▶ [WORK TASK] Below are records to write out again, exactly as they read.

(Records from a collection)
———

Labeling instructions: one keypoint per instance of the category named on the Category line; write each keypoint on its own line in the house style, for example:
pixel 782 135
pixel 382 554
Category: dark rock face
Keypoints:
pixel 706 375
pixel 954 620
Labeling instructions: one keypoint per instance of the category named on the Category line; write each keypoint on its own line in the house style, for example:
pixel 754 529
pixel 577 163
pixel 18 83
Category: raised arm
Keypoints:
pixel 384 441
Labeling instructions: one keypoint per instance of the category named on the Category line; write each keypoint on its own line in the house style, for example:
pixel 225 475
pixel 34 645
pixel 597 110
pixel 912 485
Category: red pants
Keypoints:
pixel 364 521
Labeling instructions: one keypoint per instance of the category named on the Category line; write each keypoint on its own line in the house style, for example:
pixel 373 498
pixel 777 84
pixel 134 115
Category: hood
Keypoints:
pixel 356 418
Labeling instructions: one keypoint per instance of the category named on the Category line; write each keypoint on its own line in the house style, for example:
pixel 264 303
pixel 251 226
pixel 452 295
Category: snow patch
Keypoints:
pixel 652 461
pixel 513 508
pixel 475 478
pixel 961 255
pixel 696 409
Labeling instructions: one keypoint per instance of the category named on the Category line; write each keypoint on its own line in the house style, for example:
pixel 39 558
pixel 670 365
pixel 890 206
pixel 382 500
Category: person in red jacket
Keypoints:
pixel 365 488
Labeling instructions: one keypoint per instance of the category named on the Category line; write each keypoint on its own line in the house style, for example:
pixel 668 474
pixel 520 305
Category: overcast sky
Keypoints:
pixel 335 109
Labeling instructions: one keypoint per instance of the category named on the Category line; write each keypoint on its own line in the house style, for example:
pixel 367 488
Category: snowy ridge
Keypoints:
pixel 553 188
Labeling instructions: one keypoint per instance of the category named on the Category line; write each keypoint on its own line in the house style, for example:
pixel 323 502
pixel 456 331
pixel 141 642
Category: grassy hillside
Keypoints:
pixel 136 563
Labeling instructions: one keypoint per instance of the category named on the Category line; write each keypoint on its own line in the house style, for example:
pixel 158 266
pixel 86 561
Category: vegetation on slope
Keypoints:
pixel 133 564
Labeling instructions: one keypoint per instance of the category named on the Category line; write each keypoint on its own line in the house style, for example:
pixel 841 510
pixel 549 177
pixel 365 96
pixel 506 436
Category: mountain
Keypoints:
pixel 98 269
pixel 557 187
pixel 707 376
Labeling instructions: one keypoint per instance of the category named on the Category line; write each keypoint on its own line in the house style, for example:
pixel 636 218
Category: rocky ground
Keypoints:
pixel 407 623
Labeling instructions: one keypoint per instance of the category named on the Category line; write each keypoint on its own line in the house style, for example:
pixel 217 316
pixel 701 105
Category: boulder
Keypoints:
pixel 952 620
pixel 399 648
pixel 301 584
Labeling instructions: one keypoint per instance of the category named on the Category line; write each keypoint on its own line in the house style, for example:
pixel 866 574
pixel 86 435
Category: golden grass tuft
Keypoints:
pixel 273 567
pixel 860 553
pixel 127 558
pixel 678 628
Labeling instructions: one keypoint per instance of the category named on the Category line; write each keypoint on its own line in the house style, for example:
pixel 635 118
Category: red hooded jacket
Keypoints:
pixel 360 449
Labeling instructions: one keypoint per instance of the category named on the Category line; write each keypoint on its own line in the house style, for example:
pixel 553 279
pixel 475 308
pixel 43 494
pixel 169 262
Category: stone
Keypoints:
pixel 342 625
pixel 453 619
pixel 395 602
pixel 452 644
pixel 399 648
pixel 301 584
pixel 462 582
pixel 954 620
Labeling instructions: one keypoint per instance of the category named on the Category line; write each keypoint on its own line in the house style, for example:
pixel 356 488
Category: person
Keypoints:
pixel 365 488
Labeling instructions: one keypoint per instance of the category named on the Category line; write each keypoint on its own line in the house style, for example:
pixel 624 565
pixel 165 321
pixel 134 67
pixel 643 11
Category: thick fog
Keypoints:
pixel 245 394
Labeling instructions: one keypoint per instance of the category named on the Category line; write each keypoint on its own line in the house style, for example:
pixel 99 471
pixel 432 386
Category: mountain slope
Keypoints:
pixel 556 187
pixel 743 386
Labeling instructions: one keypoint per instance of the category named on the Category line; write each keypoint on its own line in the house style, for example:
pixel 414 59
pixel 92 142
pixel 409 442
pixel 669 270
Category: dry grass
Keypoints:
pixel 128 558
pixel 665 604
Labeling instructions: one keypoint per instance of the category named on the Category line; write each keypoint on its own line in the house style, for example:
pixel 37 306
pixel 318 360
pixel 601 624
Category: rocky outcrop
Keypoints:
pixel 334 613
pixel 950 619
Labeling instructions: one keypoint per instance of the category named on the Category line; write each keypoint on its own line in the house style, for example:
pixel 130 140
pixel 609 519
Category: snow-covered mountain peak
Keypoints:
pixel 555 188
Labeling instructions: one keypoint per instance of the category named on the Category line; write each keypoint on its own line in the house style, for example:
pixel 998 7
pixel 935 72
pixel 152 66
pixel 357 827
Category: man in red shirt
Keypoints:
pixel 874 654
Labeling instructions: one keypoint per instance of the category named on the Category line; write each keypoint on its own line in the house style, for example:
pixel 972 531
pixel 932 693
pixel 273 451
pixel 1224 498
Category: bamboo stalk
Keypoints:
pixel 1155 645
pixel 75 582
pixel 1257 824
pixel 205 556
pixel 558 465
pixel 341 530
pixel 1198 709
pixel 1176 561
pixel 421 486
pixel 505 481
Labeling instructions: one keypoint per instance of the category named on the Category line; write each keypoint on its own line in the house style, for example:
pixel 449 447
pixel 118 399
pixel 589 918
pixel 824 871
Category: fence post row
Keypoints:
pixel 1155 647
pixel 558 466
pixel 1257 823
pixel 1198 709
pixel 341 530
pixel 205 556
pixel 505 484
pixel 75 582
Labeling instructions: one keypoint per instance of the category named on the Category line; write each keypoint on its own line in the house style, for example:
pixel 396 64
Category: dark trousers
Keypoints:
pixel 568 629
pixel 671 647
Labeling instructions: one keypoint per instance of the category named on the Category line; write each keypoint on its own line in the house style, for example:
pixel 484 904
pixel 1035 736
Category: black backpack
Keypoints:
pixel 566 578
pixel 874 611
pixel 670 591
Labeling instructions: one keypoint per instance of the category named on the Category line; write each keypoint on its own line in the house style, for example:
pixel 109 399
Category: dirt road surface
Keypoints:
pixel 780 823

———

▶ [ANSWER BOX]
Labeling instructions: one keypoint per instance of the category named on the Category line; write each keypoint on its own line in the house style, for example:
pixel 782 135
pixel 382 554
Category: dark rock face
Keypoints:
pixel 706 375
pixel 954 620
Labeling instructions: one keypoint per instance of the category named on the Category line; write each keypoint on its own line in the house style, for example:
pixel 754 529
pixel 577 163
pixel 18 83
Category: raised arm
Keypoints:
pixel 384 441
Labeling instructions: one keypoint per instance of the category named on the Category line; write each keypoint on its own line in the house style, for example:
pixel 225 475
pixel 34 645
pixel 597 110
pixel 912 485
Category: red pants
Keypoints:
pixel 364 521
Labeling instructions: one keypoint per instance of the category named on the Category line; write each keypoint on its own line in the house style, for example:
pixel 373 498
pixel 777 84
pixel 134 115
Category: hood
Keypoints:
pixel 356 418
Labeling instructions: one keypoint per instance of the category named on the Category line; write each keypoint on its own line in the house style, for example:
pixel 264 303
pixel 251 226
pixel 452 295
Category: snow patch
Keypoints:
pixel 652 461
pixel 513 508
pixel 475 478
pixel 961 255
pixel 696 409
Labeling instructions: one keypoint per instance of the category named on the Category line; write each keypoint on its own line in the house style, for example:
pixel 39 558
pixel 670 365
pixel 890 206
pixel 382 500
Category: person in red jacket
Keypoints:
pixel 365 488
Labeling instructions: one keypoint per instance of the category named on the Category line; write each keypoint on its own line in the house style, for example:
pixel 668 474
pixel 520 305
Category: overcast sky
Keypoints:
pixel 335 109
Labeling instructions: one keypoint per instance of the category named on the Category line; write each keypoint on its own line in the house style, for example:
pixel 367 488
Category: snowy ridge
Keypoints:
pixel 553 188
Labeling instructions: one keypoint per instance of the category named on the Category line; write each keypoint on its own line in the house style, for example:
pixel 323 502
pixel 456 331
pixel 141 642
Category: grassy hillside
Keypoints:
pixel 136 563
Labeling instructions: one keypoint per instance of the category named on the Category line; write each keypoint on its own line in the house style, for example:
pixel 158 266
pixel 86 561
Category: vegetation on slope
Keypoints:
pixel 133 564
Labeling instructions: one keypoint per instance of the category named on the Category line; write each keypoint on its own line in the house style, for example:
pixel 841 510
pixel 549 177
pixel 365 96
pixel 506 436
Category: mountain
Keypoints:
pixel 98 269
pixel 557 187
pixel 707 376
Labeling instructions: one keypoint per instance of the category named on the Category line; write each keypoint on its own line in the house style, for example:
pixel 636 218
Category: rocky ground
Keypoints:
pixel 407 623
Labeling instructions: one keypoint per instance of the category named on the Category line; write each keypoint on its own line in the house style, for example:
pixel 217 316
pixel 701 105
Category: boulder
Keypoints:
pixel 952 620
pixel 399 648
pixel 301 584
Labeling instructions: one keypoint per instance of the category named on the Category line; write each keypoint on its own line in the house style, for example:
pixel 866 574
pixel 86 435
Category: golden grass tuft
Keypoints:
pixel 273 567
pixel 860 553
pixel 127 558
pixel 678 628
Labeling instructions: one keypoint per instance of the category named on the Category line; write each keypoint on its own line in the house style, for example:
pixel 635 118
Category: red hooded jacket
Keypoints:
pixel 360 449
Labeling instructions: one keypoint per instance of the category named on the Category line; write each keypoint on its own line in the house style, for example:
pixel 553 279
pixel 475 308
pixel 43 494
pixel 169 262
Category: stone
Keypoints:
pixel 342 625
pixel 453 619
pixel 395 602
pixel 452 644
pixel 399 648
pixel 301 584
pixel 462 582
pixel 954 620
Labeling instructions: one keypoint per instance of the category named on the Category line; write each keypoint on its own line in the house style, for example:
pixel 356 488
Category: person
Keypoints:
pixel 365 488
Labeling instructions: one keypoint per instance of the category named on the Category line; write each keypoint on its own line in the house style, for example:
pixel 624 565
pixel 165 321
pixel 134 67
pixel 643 11
Category: thick fog
Keypoints:
pixel 245 394
Labeling instructions: one keypoint per instance of the category named on the Category line; write each keypoint on its own line in the house style, for example:
pixel 99 471
pixel 432 386
Category: mountain slope
Keypoints:
pixel 556 187
pixel 743 386
Labeling instructions: one keypoint per instance of the category named on the Category line; write each keypoint on its own line in the house style, for example:
pixel 414 59
pixel 92 142
pixel 409 442
pixel 669 270
Category: dry grass
Keypoints:
pixel 128 558
pixel 665 604
Labeling instructions: one keypoint per instance of the category named on the Category line; write each keypoint on its own line in the house style, for example:
pixel 37 306
pixel 318 360
pixel 601 624
Category: rocky outcrop
Keypoints:
pixel 334 613
pixel 950 619
Labeling instructions: one keypoint per instance of the category named on the Category line; write each keypoint on its own line in the house style, for example:
pixel 130 140
pixel 609 519
Category: snow-covered mountain peak
Keypoints:
pixel 555 188
Labeling instructions: one keypoint per instance of the category named on the Category line; write each keypoint on its own line in the house style, for example:
pixel 998 7
pixel 935 72
pixel 152 66
pixel 357 827
Category: man in red shirt
Keypoints:
pixel 874 654
Labeling instructions: one keypoint per instance of the category named on the Category line; write each keypoint on its own line in the house style, for example:
pixel 972 531
pixel 932 693
pixel 273 451
pixel 1224 498
Category: bamboo stalk
Keypoints:
pixel 1155 645
pixel 75 582
pixel 1257 824
pixel 205 556
pixel 558 465
pixel 341 530
pixel 1198 709
pixel 1176 561
pixel 421 486
pixel 505 481
Labeling instructions: one keypoint per instance of the category named on the Category line; write each keypoint on its own line in the house style, for example:
pixel 449 447
pixel 118 399
pixel 589 918
pixel 824 871
Category: fence post row
Keypoints:
pixel 1155 647
pixel 558 466
pixel 1257 823
pixel 1198 709
pixel 341 530
pixel 205 556
pixel 505 484
pixel 75 582
Labeling instructions: one keypoint per instance of the category named on the Category line; write each keypoint on its own line in the house style, for example:
pixel 396 64
Category: dark trousers
Keypoints:
pixel 568 629
pixel 671 647
Labeling instructions: one keypoint per instance of the category named on the Category line; write each keypoint on its own line in the house style, for example:
pixel 484 904
pixel 1035 736
Category: black backpack
Keypoints:
pixel 566 578
pixel 874 611
pixel 670 591
Labeling instructions: one keypoint per instance of the category named on the Category line; write each keypoint on its own line in the house style, for example:
pixel 109 399
Category: dirt road surface
Keypoints:
pixel 780 823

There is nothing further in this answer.